[Page extract]
Improving Health Outcomes in Haiti

Diana Bowser identifies key factors in efficiency and productivity by creating first national-level database of health care facility performance

October 12, 2018

Photo by Alex Proimos

By Karen Shih

Plagued by government instability and natural disasters such as earthquakes and hurricanes, Haiti has some of the worst health outcomes in the world, according to the World Health Organization. That’s despite decades of health care development aid from organizations such as the World Bank and USAID.

But the state of health care across the island isn’t uniform. Some facilities are doing better than others — and Associate Professor Diana Bowser is leading a new World Bank-funded study to identify what makes the successful sites more efficient and productive.

This spring, Bowser worked with Leulsegged Kasa Mekonen, MA SID/MS’18, to create the first national-level database to track the performance of all 900 or so health care facilities in Haiti. They used data sets from all the organizations that have funded these facilities.

“Because each facility receives a mix of funding, it’s hard to tease out what is making a facility do well in terms of services,” Bowser says. “With this database, we can take an objective look at the data, based on the type of facility, number of patients being seen, productivity of health care workers and more.”

Diana Bowser
Diana Bowser

She used the database to identify 10 higherperforming and 10 lower-performing facilities that are run by the government, private sector or NGOs. In May, she spent a week in Haiti training a team to conduct qualitative interviews at those 20 facilities about three main topics. The first topic was patient treatment during services, focusing on confidentiality, respect and discrimination. The second topic was facility readiness, determing whether the facility was prepared with the right drugs, injections, equipment or tests for each type of patient. The third topic was management, including supervision and communication among administration, health care workers and patients.

“Our goal was to see if there were patterns,” says Bowser, who worked with Alison Collins, MA SID/MBA’18 and Rangira Lambert, MS’18, who both speak French, to evaluate the qualitative results. “Did the higher-performing facilities have better communication, more respectful health care workers, fewer equipment problems and fewer stockouts of drugs?”

Her initial findings showed several key similarities among top-performing facilities, which tend to be clustered around Port-au-Prince, the capital. They were often run by NGOs and had local nurses and community health workers who fostered trust and received results-based financing, which meant they received more funding if they met certain standards for care.

[Items listed in a dataset]
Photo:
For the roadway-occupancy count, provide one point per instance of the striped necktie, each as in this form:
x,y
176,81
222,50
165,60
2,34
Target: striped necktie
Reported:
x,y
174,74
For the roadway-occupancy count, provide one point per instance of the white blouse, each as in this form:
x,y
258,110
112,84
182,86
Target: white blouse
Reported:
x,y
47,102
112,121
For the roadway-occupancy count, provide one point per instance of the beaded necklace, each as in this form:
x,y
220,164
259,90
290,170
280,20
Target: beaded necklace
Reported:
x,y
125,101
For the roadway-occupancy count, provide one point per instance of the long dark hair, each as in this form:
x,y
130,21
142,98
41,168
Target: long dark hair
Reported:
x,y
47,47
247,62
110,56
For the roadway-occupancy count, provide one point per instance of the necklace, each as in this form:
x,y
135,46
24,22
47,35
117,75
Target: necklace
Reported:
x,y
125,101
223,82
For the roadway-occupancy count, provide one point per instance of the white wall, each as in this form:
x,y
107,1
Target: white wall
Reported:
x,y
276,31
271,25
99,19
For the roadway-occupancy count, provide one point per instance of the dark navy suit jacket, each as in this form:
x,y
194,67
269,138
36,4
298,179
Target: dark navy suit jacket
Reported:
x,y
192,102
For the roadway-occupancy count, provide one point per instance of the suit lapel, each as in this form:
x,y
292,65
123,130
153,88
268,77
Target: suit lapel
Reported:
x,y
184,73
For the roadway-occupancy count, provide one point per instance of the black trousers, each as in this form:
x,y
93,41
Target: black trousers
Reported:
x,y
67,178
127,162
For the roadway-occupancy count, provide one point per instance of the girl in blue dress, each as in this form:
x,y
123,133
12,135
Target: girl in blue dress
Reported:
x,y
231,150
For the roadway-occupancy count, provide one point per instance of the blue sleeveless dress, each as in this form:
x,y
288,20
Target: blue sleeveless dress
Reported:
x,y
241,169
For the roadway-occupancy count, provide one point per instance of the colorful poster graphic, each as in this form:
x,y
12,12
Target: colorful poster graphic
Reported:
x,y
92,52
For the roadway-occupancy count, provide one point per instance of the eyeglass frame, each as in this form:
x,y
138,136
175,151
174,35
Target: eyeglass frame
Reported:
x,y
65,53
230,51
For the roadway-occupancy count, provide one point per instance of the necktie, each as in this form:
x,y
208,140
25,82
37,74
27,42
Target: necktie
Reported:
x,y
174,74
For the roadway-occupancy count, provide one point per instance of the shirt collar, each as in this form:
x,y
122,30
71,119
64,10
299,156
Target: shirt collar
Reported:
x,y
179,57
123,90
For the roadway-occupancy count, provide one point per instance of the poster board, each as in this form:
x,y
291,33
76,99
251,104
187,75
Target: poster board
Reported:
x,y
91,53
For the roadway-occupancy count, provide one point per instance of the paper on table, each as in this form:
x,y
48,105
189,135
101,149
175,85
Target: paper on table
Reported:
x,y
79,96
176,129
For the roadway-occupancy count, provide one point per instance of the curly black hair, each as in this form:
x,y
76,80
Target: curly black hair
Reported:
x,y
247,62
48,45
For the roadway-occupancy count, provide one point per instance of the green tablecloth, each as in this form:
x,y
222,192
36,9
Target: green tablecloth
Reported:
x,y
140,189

[What the exercise asks]
Change "government instability" to "political instability" in the passage of the article on health care in Haiti starting with "Improving Health Outcomes" and going on through "efficient and productive.", and write out that passage with the change made.

[Response to this exercise]
Improving Health Outcomes in Haiti

Diana Bowser identifies key factors in efficiency and productivity by creating first national-level database of health care facility performance

October 12, 2018

Photo by Alex Proimos

By Karen Shih

Plagued by political instability and natural disasters such as earthquakes and hurricanes, Haiti has some of the worst health outcomes in the world, according to the World Health Organization. That’s despite decades of health care development aid from organizations such as the World Bank and USAID.

But the state of health care across the island isn’t uniform. Some facilities are doing better than others — and Associate Professor Diana Bowser is leading a new World Bank-funded study to identify what makes the successful sites more efficient and productive.